**TASK INSTRUCTIONS**
Reproduce the data below verbatim, beginning with the line that contains "Final verification step: confirm the presence of row" and continuing through the last line of the data.

**Rows from a box labeling dataset**
▶

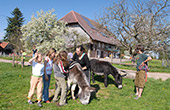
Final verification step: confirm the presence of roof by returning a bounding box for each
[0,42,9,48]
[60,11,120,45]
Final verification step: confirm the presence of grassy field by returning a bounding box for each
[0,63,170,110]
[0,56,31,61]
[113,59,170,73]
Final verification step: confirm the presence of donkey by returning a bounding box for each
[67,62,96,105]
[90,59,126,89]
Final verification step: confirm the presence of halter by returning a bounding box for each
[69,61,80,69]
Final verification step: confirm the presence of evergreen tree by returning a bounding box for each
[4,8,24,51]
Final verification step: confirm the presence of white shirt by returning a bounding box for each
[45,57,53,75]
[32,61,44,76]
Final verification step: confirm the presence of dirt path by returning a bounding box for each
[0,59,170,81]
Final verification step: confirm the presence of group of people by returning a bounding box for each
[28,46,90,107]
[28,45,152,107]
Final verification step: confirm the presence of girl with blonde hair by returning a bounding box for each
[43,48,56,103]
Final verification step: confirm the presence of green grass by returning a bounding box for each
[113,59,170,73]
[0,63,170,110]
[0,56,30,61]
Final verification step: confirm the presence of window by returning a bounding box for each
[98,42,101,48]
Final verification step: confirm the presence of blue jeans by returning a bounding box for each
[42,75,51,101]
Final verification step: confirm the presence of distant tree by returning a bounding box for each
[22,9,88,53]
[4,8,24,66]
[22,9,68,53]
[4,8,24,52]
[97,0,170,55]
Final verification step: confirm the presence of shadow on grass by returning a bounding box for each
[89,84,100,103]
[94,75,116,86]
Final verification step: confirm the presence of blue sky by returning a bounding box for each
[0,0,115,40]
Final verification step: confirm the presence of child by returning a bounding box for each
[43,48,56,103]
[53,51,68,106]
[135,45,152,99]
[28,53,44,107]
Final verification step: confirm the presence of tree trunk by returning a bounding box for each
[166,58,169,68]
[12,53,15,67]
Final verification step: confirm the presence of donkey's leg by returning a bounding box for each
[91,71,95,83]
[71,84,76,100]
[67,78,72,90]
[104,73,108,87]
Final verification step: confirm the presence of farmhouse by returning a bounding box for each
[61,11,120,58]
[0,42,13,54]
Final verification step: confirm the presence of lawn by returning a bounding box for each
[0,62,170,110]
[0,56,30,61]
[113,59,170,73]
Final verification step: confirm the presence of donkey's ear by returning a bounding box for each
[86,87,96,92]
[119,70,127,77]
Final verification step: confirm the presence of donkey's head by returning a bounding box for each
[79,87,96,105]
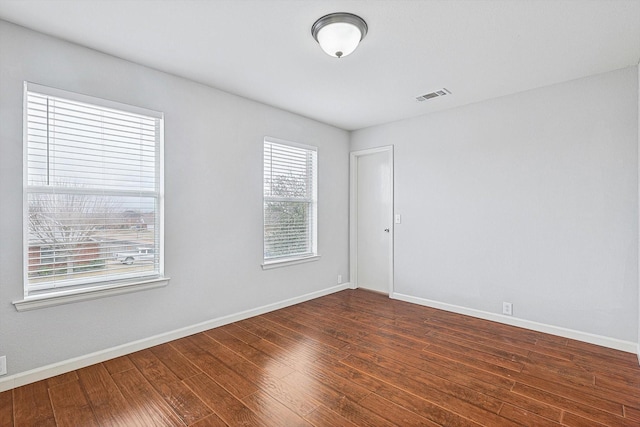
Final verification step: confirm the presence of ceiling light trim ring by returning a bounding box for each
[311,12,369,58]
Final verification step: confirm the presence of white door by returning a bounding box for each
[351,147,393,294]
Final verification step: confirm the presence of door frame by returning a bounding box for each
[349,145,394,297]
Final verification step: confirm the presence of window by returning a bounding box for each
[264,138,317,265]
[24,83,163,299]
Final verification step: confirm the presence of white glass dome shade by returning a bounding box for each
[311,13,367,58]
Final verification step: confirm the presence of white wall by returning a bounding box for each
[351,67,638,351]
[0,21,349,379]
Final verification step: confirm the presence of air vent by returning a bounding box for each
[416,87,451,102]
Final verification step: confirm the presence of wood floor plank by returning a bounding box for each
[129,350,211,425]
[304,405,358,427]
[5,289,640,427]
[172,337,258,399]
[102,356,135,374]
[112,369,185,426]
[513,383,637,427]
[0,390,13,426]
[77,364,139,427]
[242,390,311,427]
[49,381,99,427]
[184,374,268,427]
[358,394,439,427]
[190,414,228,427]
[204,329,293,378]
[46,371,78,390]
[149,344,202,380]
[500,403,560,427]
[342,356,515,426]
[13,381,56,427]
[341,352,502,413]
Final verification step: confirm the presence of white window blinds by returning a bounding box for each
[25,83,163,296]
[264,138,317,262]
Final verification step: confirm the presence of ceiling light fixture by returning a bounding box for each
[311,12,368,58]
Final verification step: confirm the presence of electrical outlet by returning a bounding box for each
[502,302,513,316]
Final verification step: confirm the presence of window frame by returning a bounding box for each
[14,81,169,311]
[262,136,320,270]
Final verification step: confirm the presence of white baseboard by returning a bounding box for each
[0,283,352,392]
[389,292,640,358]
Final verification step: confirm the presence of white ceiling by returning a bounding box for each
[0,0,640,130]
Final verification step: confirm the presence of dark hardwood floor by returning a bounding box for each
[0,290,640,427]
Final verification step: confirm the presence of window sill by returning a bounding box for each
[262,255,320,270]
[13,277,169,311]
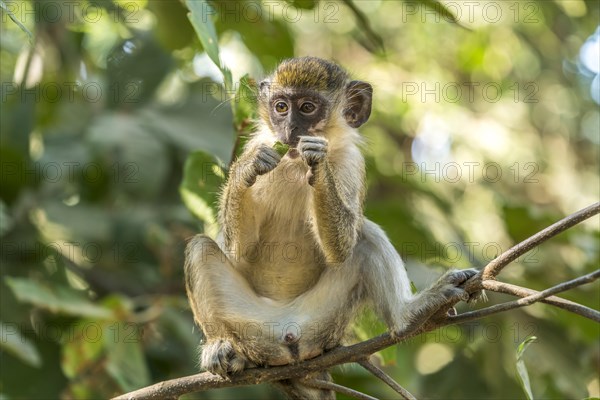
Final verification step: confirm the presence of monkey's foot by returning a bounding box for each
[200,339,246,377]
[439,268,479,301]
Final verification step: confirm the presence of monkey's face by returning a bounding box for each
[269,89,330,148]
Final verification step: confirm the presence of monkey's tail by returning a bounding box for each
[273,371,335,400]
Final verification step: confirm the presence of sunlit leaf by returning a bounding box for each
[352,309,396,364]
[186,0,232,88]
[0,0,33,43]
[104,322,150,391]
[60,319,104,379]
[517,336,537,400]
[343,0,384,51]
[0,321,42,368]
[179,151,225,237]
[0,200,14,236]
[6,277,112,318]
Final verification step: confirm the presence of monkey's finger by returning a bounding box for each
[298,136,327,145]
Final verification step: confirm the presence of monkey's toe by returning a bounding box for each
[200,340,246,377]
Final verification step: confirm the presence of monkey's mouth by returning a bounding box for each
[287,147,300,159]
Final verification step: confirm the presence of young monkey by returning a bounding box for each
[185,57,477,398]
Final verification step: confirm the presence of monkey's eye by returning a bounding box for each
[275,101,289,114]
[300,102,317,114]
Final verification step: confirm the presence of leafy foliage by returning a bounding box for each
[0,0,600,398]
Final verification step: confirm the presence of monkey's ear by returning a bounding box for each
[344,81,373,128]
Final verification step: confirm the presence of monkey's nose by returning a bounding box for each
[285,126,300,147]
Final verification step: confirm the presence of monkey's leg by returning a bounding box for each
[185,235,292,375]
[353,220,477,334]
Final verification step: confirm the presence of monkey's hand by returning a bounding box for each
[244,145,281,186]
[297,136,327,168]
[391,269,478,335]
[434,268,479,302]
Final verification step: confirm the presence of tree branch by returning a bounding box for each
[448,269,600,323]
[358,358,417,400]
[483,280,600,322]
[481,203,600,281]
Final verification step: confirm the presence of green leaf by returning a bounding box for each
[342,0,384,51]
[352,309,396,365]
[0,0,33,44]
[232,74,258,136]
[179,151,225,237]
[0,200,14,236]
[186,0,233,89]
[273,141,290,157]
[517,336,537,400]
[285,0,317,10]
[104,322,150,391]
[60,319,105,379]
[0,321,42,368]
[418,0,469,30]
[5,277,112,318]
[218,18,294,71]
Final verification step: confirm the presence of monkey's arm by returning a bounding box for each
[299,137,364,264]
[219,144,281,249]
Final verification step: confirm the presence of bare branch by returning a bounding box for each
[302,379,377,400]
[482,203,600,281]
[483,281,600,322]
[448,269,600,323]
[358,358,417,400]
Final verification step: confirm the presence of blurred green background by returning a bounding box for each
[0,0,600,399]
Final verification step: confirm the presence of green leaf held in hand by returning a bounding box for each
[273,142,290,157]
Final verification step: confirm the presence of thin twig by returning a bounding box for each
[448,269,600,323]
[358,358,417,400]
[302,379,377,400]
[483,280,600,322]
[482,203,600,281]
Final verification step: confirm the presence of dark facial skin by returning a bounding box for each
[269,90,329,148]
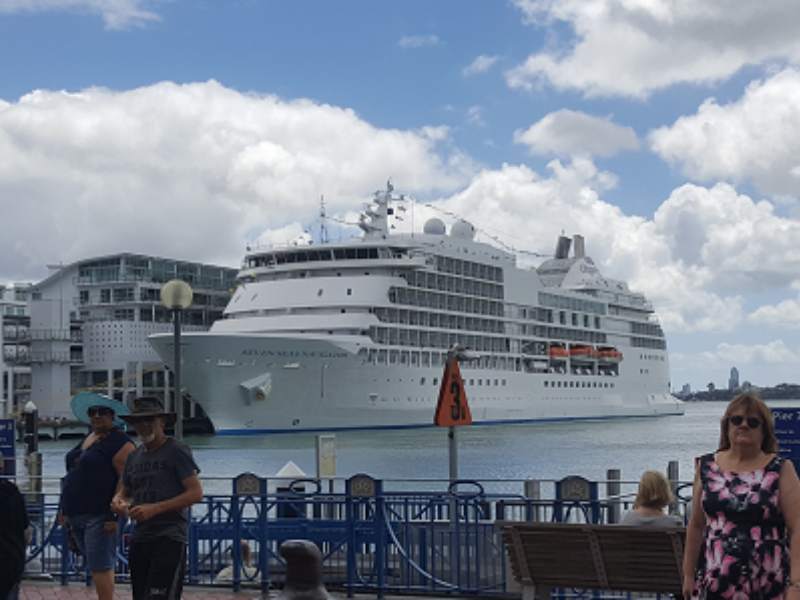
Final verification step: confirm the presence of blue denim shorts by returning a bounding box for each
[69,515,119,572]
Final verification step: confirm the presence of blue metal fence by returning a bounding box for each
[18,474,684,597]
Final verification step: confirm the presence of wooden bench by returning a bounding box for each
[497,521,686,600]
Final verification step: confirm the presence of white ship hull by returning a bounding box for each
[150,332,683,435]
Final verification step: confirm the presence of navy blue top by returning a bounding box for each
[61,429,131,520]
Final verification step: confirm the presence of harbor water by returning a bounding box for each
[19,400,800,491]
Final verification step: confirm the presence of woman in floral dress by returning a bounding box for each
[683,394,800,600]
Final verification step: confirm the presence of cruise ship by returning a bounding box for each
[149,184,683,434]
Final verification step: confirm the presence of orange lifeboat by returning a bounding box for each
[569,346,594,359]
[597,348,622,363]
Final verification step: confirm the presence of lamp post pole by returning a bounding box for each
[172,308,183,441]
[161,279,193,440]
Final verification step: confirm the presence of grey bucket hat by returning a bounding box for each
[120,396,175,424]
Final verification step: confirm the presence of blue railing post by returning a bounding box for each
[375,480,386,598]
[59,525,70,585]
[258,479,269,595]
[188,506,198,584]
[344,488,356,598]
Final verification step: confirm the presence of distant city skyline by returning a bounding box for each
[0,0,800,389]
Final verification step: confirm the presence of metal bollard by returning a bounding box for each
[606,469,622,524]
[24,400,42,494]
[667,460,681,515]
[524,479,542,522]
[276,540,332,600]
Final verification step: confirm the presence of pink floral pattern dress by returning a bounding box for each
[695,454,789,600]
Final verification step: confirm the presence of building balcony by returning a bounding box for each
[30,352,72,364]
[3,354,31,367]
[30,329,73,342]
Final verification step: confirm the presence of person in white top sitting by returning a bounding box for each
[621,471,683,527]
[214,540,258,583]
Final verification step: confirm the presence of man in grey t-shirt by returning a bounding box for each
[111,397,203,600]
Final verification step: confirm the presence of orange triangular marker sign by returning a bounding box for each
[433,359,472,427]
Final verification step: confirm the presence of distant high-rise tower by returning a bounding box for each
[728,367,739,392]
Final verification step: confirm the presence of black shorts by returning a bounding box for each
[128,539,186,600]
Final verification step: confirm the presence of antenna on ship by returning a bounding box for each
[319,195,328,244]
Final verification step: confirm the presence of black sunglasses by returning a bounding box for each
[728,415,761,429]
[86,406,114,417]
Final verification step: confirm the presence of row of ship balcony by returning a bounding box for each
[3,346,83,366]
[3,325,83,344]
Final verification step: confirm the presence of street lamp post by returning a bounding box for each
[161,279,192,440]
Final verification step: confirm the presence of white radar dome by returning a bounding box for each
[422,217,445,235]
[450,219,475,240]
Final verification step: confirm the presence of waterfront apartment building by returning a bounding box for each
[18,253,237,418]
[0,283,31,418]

◀

**EXERCISE ANSWER**
Final verification step: confirm the presence of row of ship balcony by returning a bounding box for each
[3,346,83,366]
[3,325,83,344]
Final verification step: confirm the presence of street lamp post by returning a bounding box for each
[161,279,192,440]
Final verification step: confirm the presence of white radar dome by returning a bounding box for each
[422,217,445,235]
[450,219,475,240]
Final verification step: confirm the presence of waterfront apartment building by returning a bounding box for each
[18,253,237,418]
[0,283,31,418]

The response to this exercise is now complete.